* **Problem description**
Reproduce each of the entries below line for line, with no changes.

* **Material supplied**
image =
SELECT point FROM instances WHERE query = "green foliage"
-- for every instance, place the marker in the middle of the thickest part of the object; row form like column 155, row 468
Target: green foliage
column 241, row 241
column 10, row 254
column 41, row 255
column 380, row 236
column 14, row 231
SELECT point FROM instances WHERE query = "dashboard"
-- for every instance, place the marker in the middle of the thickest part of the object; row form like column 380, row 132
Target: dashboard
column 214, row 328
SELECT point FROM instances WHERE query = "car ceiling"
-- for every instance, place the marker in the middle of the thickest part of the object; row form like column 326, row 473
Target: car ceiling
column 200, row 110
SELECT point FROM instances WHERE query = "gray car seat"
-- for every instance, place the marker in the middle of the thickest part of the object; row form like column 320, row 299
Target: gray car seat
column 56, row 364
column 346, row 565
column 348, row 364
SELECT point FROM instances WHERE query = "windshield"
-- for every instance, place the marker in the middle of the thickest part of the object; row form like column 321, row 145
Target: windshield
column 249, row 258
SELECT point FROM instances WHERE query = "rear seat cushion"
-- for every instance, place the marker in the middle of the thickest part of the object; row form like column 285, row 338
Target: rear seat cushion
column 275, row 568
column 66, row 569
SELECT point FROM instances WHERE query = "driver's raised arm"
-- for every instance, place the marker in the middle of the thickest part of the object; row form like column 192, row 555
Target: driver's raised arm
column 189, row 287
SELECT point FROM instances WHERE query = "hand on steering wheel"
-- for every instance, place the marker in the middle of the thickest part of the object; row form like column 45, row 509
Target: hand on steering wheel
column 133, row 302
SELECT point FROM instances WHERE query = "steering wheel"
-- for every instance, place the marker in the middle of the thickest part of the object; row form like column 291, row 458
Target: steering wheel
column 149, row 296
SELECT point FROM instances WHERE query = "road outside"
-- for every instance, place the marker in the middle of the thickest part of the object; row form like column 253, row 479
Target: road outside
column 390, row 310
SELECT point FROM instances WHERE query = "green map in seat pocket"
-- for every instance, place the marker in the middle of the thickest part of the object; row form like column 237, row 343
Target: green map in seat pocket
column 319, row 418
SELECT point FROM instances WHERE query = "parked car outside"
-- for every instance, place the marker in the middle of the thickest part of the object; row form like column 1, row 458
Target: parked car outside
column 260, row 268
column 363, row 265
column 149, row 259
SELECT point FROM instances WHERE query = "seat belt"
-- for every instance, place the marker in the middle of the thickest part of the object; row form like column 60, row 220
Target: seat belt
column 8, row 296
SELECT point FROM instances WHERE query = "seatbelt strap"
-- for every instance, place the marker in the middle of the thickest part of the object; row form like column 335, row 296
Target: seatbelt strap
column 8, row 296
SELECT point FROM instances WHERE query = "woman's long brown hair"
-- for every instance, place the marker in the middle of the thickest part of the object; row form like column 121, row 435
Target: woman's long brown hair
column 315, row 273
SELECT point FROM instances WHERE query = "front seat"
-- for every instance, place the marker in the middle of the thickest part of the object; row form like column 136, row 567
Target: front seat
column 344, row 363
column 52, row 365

* **Result of the exercise**
image =
SELECT point FROM instances WHERE query = "green foliage"
-- for every instance, place the marker in the middle of the thickest part of the object; row form like column 155, row 468
Target: green foliage
column 241, row 241
column 10, row 254
column 41, row 255
column 380, row 236
column 14, row 231
SELECT point FROM instances WHERE query = "dashboard"
-- for every instance, place the marker in the middle of the thickest part of the object; row form like column 380, row 132
Target: dashboard
column 214, row 328
SELECT point FROM instances WHERE query = "car ceiling"
-- for every instance, place the marker in the middle of the thickest part of the object; row form like column 326, row 473
Target: car ceiling
column 200, row 110
SELECT point FROM instances WHERE query = "gray car seat"
-- for every instance, place the marker in the middle of the thickest part of the object; row form like column 320, row 299
Target: gray car seat
column 56, row 364
column 346, row 565
column 348, row 364
SELECT point FROM instances WHERE query = "windshield"
-- for every instance, place the marker in the middle of the thickest part of the object; row form like column 321, row 145
Target: windshield
column 249, row 258
SELECT point FROM instances WHERE query = "rear seat cushion"
-- for every instance, place the marker in the middle of the thickest part of the object; row form like column 285, row 338
Target: rear seat cushion
column 275, row 568
column 66, row 569
SELECT point FROM instances WHERE query = "driver's raised arm"
-- for every instance, place the marker in the middle of the thickest part of the object; row form like column 192, row 555
Target: driver's raised arm
column 189, row 287
SELECT point FROM instances WHERE query = "hand on steering wheel"
-- for every instance, place the marker in the middle of the thickest part of the object; row form like column 45, row 509
Target: hand on steering wheel
column 133, row 302
SELECT point FROM instances WHERE query = "steering wheel"
-- for every instance, place the marker in the middle of the thickest part of the object; row form like column 291, row 458
Target: steering wheel
column 149, row 296
SELECT point FROM instances WHERE query = "road outside"
-- for every instance, place the marker in the middle of the thickest part of the object; row form like column 253, row 479
Target: road outside
column 390, row 310
SELECT point FROM instances WHERE query = "green map in seat pocket"
-- for every instance, place the marker in the middle of the thickest part of the object; row form like column 237, row 343
Target: green map in seat pocket
column 319, row 418
SELECT point FROM instances WHERE query = "parked car outside"
-- for every instance, place the marker in the middle of the thickest part of the object; row form like column 1, row 458
Target: parked car outside
column 260, row 268
column 363, row 265
column 149, row 259
SELECT point FROM instances WHERE query = "seat belt"
-- for every instance, place the marker in the middle of the thickest part of the object; row form like column 60, row 220
Target: seat belt
column 8, row 296
SELECT point FROM instances WHERE query = "seatbelt strap"
-- for every instance, place the marker in the middle of the thickest part of the object; row form like column 335, row 296
Target: seatbelt strap
column 8, row 296
SELECT point FROM instances WHERE query = "woman's long brown hair"
-- for every instance, place the marker in the middle of the thickest part of the object; row form like column 121, row 435
Target: woman's long brown hair
column 315, row 273
SELECT point FROM instances WHERE query = "front seat"
-- for every instance, place the marker in the middle of the thickest part of the object; row form like column 136, row 567
Target: front seat
column 344, row 363
column 52, row 365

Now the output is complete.